## Passage provided
-*-*-
An insurgent squad shot dead the commander of Iraq's new counter-insurgency headquarters as he drove to work Monday in Baghdad, as US and Iraqi troops conducted a massive sweep for insurgents.
Suicide bombers attacked a US base in central Iraq and a town hall in the north of the country, killing five people, in the latest violence to mar the country's transition.
Three Romanian journalists, released by hostage-takers after two months of captivity, flew home as another insurgent group, led by Al-Qaeda frontman in Iraq Abu Musab al-Zarqawi, claimed to have executed an Iraqi-American businessman kidnapped four days previously in the capital.
Five US soldiers were killed in Iraq on Sunday, the US military said Monday, including three in attacks in the northern town of Mosul, one in a bombing near Tikrit, central Iraq, and one in a road accident near Kirkurk, further north.
This brings the total number of US service personnel who have died in Iraq since the March 2003 invasion to 1,626, according to a tally based on Pentagon figures.
Major General Wael Rubaye, the new commander of a special operations room recently set up by the ministry for national security to coordinate the fight against insurgents, and his driver were shot dead by insurgents in the capital early Monday, the cabinet office said in a statement.
-*-*-
Records excerpted from a collection

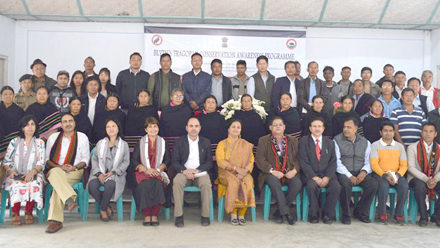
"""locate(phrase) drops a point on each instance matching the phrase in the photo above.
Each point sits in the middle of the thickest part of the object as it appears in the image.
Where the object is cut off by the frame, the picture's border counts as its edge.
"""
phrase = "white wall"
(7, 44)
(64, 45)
-*-*-
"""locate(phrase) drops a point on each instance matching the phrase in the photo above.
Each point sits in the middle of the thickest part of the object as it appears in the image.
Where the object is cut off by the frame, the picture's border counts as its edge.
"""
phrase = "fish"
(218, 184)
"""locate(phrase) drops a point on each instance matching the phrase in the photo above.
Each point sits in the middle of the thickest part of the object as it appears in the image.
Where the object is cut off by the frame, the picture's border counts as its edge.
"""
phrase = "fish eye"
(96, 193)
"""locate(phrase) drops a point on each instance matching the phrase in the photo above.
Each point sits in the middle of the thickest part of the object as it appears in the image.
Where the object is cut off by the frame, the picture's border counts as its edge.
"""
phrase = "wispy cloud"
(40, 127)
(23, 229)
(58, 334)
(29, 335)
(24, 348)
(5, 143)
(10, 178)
-*-*-
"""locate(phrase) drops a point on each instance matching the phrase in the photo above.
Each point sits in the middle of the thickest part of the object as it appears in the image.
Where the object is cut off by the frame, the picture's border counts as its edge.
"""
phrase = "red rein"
-*-*-
## Activities
1. Translate this sentence from the Iraq news report into French: "This brings the total number of US service personnel who have died in Iraq since the March 2003 invasion to 1,626, according to a tally based on Pentagon figures."
2. According to the Iraq news report, how long were the three Romanian journalists held before their release?
3. From the Iraq news report, transcribe the part that opens with the words containing "Suicide bombers attacked" and closes with "Kirkurk, further north.".

## Answers to each task
1. Cela porte à 1 626 le nombre total de militaires américains morts en Irak depuis l'invasion de mars 2003, selon un décompte fondé sur des chiffres du Pentagone.

2. Two months.

3.
Suicide bombers attacked a US base in central Iraq and a town hall in the north of the country, killing five people, in the latest violence to mar the country's transition.
Three Romanian journalists, released by hostage-takers after two months of captivity, flew home as another insurgent group, led by Al-Qaeda frontman in Iraq Abu Musab al-Zarqawi, claimed to have executed an Iraqi-American businessman kidnapped four days previously in the capital.
Five US soldiers were killed in Iraq on Sunday, the US military said Monday, including three in attacks in the northern town of Mosul, one in a bombing near Tikrit, central Iraq, and one in a road accident near Kirkurk, further north.